» Passage:
Pretty sure I only gave out my other # though. You know, 777 777-7777
Hahaha. So was it a Freudian slip, or wishful thinking? ;)
Could be either seeing as you're in my phone as "3rd bar" and I couldn't pick you outta a line up.
I have my period so I felt bad and blew him with cash cab in the background. I wanted to yell out the answers but my mouth was full.
we used that portable toilet as a cooler to keep coronas. next person who tells me hospitals arn't fun needs to come party in rm 180.
bought some hannah montana deodorant. hope it doesnt make me smell untalented
So i told my advisor i had to drop the class bc the prof said "supposably" and "irregardless" within the 1st 10 minutes of the 1st class; she agreed with me that dropping it was the best choice
i took it, then realized you live 3 ours away. but if you start driving now, im almost positive I'll still be hard
She told me my parents were awesome for leaving me uncircumcised...
went from writing my paper to watching obamas speech to crushing beers and singing springsteen in a crowd of 100 within 20 minutes. I love this country
My mom would probably be ok with my lifestyle as long as she doesn't see that photo of me doing bong rips in a Jesus costume.
Look, as a friend I'm asking to see a picture of his tiny dick
He was president of his frat and had a clap on disco ball in his room... or course I slept with him
I'm chatting on my fake OkCupid account and watching Lion Witch & Wardrobe on my second screen. Hail me, King of the Creepers
Your niece just basically announced she's a whore on FB so you should feel pretty good about officiating that wedding next month.
I got back from work this morning after working the night shift to find an NFL player scaling the side of our apartment...from your window. He just took sneaking out to all new level. Care to explain?
I think that about sums it up, actually.
If I don't get alcohol poisoning from tonight I don't think i ever will.

» Problem requirements:
In the messages, what brand of deodorant does one writer say they bought? The data after this point come from a different source than the messages.

» Information shown:
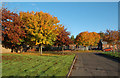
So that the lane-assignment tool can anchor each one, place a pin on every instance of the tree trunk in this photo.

» Result:
Hannah Montana deodorant.